Passage shown:
● ● ● ● ● ● ●

Bioarchaeology

Bioarchaeology

 

Belgian archaeological projects and Belgian institutions have been conducting bioarchaeological research in the Near East for several decades. Bioarchaeology consists of the study of all living organisms in archaeological contexts, i.e. animal and plant remains and human skeletons, with the aim of reconstructing the former relationship of humans with their biological environment. Bioarchaeology is therefore essential to understand the way people were able to create a livelihood in their specific environment, to what extent they were successful and how this changed through time. Especially over the last three decades, Belgian bioarchaeologists have contributed significantly to our understanding of past societies in the Near East.

 

Within the BArEO project, the bioarchaeological component is engaged in compiling a comprehensive inventory of this type of research carried out in the Near East within the scope of Belgian archaeological projects as well as of bioarchaeological studies performed by Belgian scientists in the region. This will result in an overview of the state of the art of Belgian bioarchaeological research in the Near East, which can direct future lines of research. Furthermore, it will provide a database where scholars and other interested parties can consult the work undertaken by Belgian bioarchaeologists.

● ● ● ● ● ● ●

Condense the paragraph of the bioarchaeology text that begins "Within the BArEO project" into a short bulleted list of its main facts. The entries have nothing to do with this text.

● ● ● ● ● ● ●

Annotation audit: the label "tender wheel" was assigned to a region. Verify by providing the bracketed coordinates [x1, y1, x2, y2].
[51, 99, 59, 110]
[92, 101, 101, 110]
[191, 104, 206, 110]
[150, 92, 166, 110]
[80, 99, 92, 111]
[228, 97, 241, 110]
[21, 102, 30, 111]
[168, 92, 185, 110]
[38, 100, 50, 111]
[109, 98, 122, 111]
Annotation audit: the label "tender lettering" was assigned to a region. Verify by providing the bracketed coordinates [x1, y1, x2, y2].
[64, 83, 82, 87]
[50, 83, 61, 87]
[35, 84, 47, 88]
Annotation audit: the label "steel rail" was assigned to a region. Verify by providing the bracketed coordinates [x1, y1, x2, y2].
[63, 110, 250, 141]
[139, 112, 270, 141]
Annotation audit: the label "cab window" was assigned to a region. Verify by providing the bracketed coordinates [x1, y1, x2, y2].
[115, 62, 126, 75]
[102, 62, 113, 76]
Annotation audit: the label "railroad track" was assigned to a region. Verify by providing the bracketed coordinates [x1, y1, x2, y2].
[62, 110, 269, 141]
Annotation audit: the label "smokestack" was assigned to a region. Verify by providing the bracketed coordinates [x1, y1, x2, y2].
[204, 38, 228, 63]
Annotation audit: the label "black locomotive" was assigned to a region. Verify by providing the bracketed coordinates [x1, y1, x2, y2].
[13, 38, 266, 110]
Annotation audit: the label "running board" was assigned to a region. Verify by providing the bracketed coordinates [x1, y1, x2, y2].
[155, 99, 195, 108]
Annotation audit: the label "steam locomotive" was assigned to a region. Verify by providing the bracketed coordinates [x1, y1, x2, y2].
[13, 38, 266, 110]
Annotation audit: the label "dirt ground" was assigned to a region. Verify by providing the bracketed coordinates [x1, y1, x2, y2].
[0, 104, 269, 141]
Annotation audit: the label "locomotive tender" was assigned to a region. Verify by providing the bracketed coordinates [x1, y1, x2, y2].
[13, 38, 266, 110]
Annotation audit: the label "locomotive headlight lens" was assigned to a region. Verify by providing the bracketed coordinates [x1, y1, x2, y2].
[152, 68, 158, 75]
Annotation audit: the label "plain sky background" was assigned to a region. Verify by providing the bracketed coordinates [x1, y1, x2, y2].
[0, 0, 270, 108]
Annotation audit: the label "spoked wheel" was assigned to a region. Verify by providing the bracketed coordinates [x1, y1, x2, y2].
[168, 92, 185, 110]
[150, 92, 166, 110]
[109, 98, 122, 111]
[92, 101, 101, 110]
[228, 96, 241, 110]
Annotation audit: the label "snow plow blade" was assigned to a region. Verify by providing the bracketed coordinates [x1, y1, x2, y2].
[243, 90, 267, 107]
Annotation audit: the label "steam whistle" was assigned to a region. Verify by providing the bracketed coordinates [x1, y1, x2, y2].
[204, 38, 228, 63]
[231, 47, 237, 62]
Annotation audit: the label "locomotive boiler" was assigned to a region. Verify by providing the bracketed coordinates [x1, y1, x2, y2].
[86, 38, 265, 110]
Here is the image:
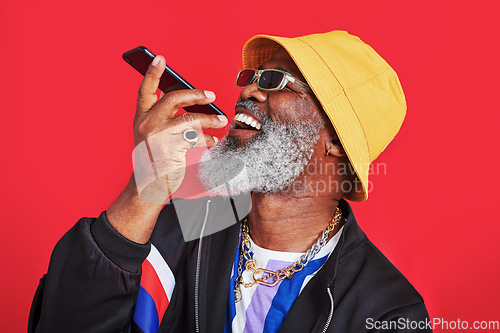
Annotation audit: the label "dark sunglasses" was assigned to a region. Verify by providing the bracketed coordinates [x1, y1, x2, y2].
[236, 69, 311, 91]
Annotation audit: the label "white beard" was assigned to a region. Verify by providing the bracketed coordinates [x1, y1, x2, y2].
[198, 101, 325, 196]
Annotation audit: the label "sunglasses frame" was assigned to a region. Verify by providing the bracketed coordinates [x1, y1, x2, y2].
[236, 68, 311, 91]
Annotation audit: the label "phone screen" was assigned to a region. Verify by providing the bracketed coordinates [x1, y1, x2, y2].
[123, 46, 225, 116]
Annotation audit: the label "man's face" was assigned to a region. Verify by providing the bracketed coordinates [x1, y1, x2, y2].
[199, 49, 325, 195]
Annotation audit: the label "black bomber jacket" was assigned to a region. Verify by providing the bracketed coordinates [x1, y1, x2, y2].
[28, 197, 431, 333]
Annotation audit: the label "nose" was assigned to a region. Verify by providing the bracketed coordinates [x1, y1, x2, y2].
[240, 80, 267, 103]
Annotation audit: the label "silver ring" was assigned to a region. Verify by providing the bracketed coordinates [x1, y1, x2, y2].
[182, 129, 200, 149]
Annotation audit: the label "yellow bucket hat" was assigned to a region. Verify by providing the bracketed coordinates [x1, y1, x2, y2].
[243, 31, 406, 201]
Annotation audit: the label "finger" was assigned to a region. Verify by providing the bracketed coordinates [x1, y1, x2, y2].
[169, 132, 219, 151]
[137, 55, 166, 113]
[151, 89, 215, 119]
[196, 133, 219, 148]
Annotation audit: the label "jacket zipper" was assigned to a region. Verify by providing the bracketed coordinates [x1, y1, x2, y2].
[323, 287, 335, 333]
[194, 200, 211, 333]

● ● ● ● ● ● ●

Written answer:
- BArEO's bioarchaeological component is compiling a comprehensive inventory of bioarchaeological research in the Near East. It covers both Belgian archaeological projects and studies by Belgian scientists in the region.
- The inventory will give an overview of the state of the art of Belgian bioarchaeological research in the Near East, which can direct future research.
- It will also provide a database where scholars and other interested parties can consult the work of Belgian bioarchaeologists.